/---
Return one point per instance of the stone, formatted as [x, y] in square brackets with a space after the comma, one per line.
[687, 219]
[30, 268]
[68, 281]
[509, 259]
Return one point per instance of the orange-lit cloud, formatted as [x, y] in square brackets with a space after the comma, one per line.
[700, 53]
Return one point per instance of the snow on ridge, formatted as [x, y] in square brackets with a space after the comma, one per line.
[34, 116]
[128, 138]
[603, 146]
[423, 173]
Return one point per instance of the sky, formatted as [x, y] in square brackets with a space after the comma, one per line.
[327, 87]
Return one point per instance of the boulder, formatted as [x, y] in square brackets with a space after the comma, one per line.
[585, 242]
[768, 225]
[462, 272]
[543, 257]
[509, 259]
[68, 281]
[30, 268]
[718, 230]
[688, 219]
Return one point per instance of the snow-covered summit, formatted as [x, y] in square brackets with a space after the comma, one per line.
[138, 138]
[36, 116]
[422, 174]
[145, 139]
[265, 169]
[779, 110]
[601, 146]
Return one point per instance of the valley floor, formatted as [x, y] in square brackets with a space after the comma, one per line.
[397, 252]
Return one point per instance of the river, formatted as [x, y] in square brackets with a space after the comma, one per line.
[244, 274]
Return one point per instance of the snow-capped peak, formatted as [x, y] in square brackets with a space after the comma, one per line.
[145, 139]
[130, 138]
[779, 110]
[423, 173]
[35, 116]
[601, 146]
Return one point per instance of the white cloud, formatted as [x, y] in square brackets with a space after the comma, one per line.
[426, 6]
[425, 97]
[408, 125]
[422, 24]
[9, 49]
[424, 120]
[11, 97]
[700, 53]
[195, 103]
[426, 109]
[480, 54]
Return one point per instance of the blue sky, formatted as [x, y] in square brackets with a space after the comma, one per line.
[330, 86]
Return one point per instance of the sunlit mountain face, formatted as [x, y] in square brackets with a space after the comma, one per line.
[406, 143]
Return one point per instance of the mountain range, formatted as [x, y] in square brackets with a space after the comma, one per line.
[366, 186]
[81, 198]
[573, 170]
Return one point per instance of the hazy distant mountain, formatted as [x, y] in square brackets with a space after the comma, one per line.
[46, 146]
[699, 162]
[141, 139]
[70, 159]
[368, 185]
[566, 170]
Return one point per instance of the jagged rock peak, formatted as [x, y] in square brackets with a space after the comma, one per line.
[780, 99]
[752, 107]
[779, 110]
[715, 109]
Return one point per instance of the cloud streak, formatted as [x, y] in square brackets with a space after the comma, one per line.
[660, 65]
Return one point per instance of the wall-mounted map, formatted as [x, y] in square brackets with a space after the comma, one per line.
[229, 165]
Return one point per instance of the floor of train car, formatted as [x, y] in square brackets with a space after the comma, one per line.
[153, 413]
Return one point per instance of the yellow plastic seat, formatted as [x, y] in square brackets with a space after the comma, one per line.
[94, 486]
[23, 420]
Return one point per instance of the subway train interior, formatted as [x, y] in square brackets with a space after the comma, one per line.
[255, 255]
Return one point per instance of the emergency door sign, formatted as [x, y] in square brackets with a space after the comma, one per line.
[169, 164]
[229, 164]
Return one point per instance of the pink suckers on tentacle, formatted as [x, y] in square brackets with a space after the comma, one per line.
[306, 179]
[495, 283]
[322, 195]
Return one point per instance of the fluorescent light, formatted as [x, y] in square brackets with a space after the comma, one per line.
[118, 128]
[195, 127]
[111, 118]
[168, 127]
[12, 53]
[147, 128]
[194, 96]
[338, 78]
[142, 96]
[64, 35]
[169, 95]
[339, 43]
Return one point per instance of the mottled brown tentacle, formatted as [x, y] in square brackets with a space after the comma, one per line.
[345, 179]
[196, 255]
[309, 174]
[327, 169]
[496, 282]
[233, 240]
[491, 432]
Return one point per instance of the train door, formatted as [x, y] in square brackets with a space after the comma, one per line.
\---
#### [Problem details]
What you return must match the data above character for character.

#### [Written solution]
Return one point per instance of the stone, formatted as [x, y] in square brackets with a space after the comma, one per line.
[687, 219]
[30, 268]
[68, 281]
[509, 259]
Return one point per instance of the orange-lit cloud, formatted as [x, y] in square brackets with a space after the comma, one per line.
[700, 53]
Return one point per instance of the snow on ridge, formatted as [x, y] in square brackets with a space after the comma, one per line.
[34, 116]
[128, 138]
[603, 146]
[423, 173]
Return one point per instance of the sky, formatted as [x, y] in square brackets with a space after the comma, one per line.
[327, 87]
Return one point per instance of the boulder, formatted as [x, y] in square brackets with a space after the comma, one per line.
[585, 242]
[768, 225]
[462, 272]
[543, 257]
[509, 259]
[68, 281]
[30, 268]
[718, 230]
[688, 219]
Return one point per instance of the snow-covered summit, formatted as [x, y] in square brackets with a space after the comma, one per line.
[138, 138]
[36, 116]
[422, 174]
[145, 139]
[265, 169]
[779, 110]
[601, 146]
Return one point per instance of the valley floor, formatted as [x, y] in square brackets with a space after the comma, one per line.
[397, 252]
Return one point per instance of the river, formatted as [x, y] in square brackets with a space after the comma, one per line.
[244, 274]
Return one point per instance of the snow-capped peak, formatted as [x, y] in square brackets with a space after the comma, one per line.
[145, 139]
[130, 138]
[779, 110]
[423, 173]
[35, 116]
[601, 146]
Return one point per instance of the white cloud, formatted as [x, y] in square brackets with a space after the comma, one per line.
[426, 6]
[425, 97]
[408, 125]
[422, 24]
[9, 49]
[424, 120]
[11, 97]
[700, 53]
[195, 103]
[426, 109]
[480, 54]
Return one point per instance of the blue sky, formatted as [x, y] in square brackets with a space after the comma, one per line.
[330, 86]
Return one point per instance of the sunlit mountain face, formatted as [x, y] in square brackets with a space after the comma, one per line.
[406, 143]
Return one point per instance of the mountain range, formatted as [x, y] in square brackets with a space after the comma, one per line.
[366, 186]
[81, 198]
[573, 170]
Return one point per instance of the hazy distant mountain, formatted as [x, y] in square brackets with a space after the comma, one per line.
[46, 146]
[699, 162]
[141, 139]
[70, 159]
[368, 185]
[566, 170]
Return one point per instance of the jagged rock peak, formatted as [x, y] in square brackets with a space after the comma, one per line.
[780, 99]
[752, 107]
[779, 110]
[715, 109]
Return one point per instance of the cloud streak, formatted as [x, y] in square brackets with a space after the comma, one per line.
[660, 65]
Return one point per instance of the wall-mounted map, formatted as [x, y] in square brackets with a space after the comma, one per line.
[229, 165]
Return one point per instance of the floor of train car, formatted as [x, y] in square brackets with a space after the comma, one per line.
[153, 413]
Return one point per instance of the yellow plastic seat, formatted as [x, y] in square brackets with a space after the comma, one per line.
[94, 486]
[23, 420]
Return one point per instance of the subway train interior, formatted as [x, y] in square brackets with a space after the comma, one per line.
[255, 255]
Return one point per instance of the emergency door sign, formatted as [x, y] in square brackets with a space after the comma, one per line.
[169, 164]
[229, 164]
Return one point per instance of the pink suckers on tentacle, formatted as [x, y] in square brackets with a space after the comma, one per line.
[306, 179]
[495, 283]
[322, 195]
Return one point per instance of the fluorescent light, formatted as [x, y] in square brackets with a space after the comma, one per line.
[118, 128]
[195, 127]
[111, 118]
[168, 127]
[12, 53]
[147, 128]
[194, 96]
[338, 78]
[142, 96]
[64, 35]
[169, 95]
[339, 43]
Return one point per instance of the mottled brown tentacle, formatted as [x, y] in square brackets with a space after the comma, one per line.
[345, 179]
[196, 255]
[309, 174]
[327, 169]
[496, 282]
[233, 240]
[491, 432]
Return one point per instance of the train door, formatted as [x, y] in square brackets with a space after the comma, one per line.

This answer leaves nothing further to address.